All records below must be retyped exactly.

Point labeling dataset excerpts
— Start —

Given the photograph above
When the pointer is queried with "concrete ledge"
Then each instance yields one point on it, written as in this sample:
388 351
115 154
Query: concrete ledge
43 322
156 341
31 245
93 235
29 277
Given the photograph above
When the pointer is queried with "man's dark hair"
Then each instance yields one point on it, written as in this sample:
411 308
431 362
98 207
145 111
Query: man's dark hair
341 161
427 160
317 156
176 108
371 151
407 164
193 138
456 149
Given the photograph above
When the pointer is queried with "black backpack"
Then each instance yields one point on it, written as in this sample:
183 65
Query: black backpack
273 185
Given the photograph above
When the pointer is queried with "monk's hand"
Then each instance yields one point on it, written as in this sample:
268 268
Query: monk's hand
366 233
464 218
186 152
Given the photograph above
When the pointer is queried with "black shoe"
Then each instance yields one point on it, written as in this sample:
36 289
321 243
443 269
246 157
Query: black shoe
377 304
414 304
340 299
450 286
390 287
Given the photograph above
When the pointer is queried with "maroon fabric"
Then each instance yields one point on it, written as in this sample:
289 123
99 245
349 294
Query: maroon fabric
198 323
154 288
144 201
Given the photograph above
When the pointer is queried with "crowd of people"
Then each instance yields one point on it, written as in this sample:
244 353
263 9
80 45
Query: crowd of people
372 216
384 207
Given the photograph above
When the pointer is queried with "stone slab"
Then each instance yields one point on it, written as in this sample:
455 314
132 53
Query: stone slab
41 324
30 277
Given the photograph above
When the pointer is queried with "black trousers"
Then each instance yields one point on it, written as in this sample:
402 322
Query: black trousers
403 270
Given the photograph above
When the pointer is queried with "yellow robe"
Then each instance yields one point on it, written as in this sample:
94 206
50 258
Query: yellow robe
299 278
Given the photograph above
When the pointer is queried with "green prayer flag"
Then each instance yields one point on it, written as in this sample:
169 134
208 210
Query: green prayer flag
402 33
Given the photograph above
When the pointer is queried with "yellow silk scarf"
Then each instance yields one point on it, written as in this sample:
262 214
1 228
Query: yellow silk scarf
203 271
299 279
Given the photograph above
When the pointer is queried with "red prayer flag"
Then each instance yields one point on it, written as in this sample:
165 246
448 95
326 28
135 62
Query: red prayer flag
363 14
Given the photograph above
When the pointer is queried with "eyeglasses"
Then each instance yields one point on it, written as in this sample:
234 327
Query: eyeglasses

— End —

• Full response:
Given the photograph above
When the pointer is queried with "concrete ledge"
Then each instance yields one point on it, written as in this sample:
388 351
115 154
Query: concrete ledge
43 322
156 341
31 245
93 235
29 277
Given the photograph above
When the pointer is queried with "man's dark hair"
Then each instance yields one point on it, written as in this sample:
411 308
431 362
98 207
145 111
Query: man's dark hair
341 161
427 160
317 156
176 108
371 151
407 164
193 138
456 149
Given the photograph above
When the pointer is queried with "black backpack"
Then each instance yields one point on it, written as in this sample:
183 65
Query: black backpack
273 185
Given the photograph above
When the pointer is queried with "monk's hand"
Then each instance yields one point on it, written as in this sample:
268 268
Query: monk's hand
366 233
464 218
186 152
Given the photograph above
When the pointer is queried with "black shoe"
Then each instance yields one point on it, written as in this sample:
36 289
321 243
443 269
246 157
Query: black shoe
377 304
414 304
340 299
450 286
390 287
Given the photograph above
When the pointer is queried with "maroon fabric"
Then each instance yields one point on it, written as in this sample:
289 123
99 245
349 294
Query: maroon fabric
198 323
154 288
144 201
Given the photograph above
When the pointer is queried with "crowd of people"
Then each instance yields one point on it, written as in this sample:
244 353
263 9
80 45
Query: crowd of people
372 216
384 207
Given the photograph above
When the pointer is queried with "stone slab"
Then each instance yields one point on it, written as in this sample:
455 314
132 53
Query: stone slab
41 324
30 277
Given the photograph above
When the pointer is queried with "black trousers"
Then each instance yields one point on it, written as in this sample:
402 322
Query: black trousers
403 270
Given the photograph above
When the pointer is queried with "yellow robe"
Then each instance yields one point on it, written as in this sample:
94 206
50 258
Query: yellow robe
299 278
Given the photograph above
When the pointer is queried with "green prayer flag"
Then each instance yields one point on it, written as in this sample:
169 134
208 210
Query: green prayer flag
402 33
Given the photograph above
When the pointer is queried with "yellow silk scarf"
Then each instance yields one point on it, written as in this sample:
262 214
1 228
Query: yellow silk scarf
203 271
299 279
Given the photograph above
When the pointer is queried with "red prayer flag"
Then each instance yields one point on it, written as in this sample:
165 246
448 95
326 28
135 62
Query: red prayer flag
363 14
Given the photograph above
When the pointer is queried with "eyeglasses"
Then each instance yields one point on it, written as in this sample:
234 327
Query: eyeglasses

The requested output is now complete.